PROBLEM REQUIREMENTS =
Output, word for word, the span of lines that starts at the one containing "Guideline: for each instance of the distant" and ends at the last line of the records.

Excerpts from a dataset =
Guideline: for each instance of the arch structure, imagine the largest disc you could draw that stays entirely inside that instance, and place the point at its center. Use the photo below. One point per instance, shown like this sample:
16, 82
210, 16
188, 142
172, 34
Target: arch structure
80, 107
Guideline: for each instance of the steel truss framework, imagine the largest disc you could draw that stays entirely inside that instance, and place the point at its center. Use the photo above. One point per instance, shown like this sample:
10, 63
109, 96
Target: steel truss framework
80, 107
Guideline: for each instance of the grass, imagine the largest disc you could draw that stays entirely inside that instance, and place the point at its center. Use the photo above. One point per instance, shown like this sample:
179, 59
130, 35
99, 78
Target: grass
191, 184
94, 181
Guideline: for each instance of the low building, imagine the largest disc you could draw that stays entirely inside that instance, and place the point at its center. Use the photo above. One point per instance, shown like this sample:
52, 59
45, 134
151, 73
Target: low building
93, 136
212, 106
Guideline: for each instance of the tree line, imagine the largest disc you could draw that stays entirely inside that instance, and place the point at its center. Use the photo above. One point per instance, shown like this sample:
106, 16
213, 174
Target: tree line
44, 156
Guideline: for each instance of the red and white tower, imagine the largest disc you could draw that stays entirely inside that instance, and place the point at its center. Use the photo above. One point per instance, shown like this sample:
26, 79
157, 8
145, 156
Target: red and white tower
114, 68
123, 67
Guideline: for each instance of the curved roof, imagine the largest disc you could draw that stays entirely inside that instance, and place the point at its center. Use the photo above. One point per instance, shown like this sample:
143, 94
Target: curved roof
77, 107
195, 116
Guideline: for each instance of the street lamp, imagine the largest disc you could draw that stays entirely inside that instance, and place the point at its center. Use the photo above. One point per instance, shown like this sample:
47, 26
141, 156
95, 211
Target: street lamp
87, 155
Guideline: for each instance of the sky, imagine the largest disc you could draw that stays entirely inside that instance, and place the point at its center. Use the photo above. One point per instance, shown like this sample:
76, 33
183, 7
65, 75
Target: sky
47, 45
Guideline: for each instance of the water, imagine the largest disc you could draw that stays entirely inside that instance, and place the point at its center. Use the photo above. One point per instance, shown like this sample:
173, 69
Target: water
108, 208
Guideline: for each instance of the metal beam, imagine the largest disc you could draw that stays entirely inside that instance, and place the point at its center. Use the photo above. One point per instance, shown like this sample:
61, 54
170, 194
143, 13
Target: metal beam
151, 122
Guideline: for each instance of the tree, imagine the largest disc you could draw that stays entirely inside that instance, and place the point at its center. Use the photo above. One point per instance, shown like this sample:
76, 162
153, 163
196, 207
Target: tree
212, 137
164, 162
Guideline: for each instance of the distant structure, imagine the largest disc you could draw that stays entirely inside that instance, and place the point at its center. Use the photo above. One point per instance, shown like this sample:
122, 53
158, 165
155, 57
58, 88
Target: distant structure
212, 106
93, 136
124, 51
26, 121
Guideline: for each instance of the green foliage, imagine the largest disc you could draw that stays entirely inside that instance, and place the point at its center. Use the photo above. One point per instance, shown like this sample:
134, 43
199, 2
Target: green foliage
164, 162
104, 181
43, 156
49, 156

RESULT OF THE EXERCISE =
Guideline: for each instance of the distant structure, imagine the largest disc you could draw that stays entirely inside that instance, and place the point at its center. Use the photo above. One point per instance, shown like this sample:
122, 53
158, 165
155, 57
58, 88
Target: distant structure
212, 106
93, 136
124, 51
26, 121
Guideline: for each instance of the green foliage, imagine the largest disc you could draw that stays entirely inside that instance, and place the point at its center. Use the photo above. One point per instance, shown like this sample:
134, 43
199, 2
Target: green foliage
164, 162
104, 181
43, 156
49, 156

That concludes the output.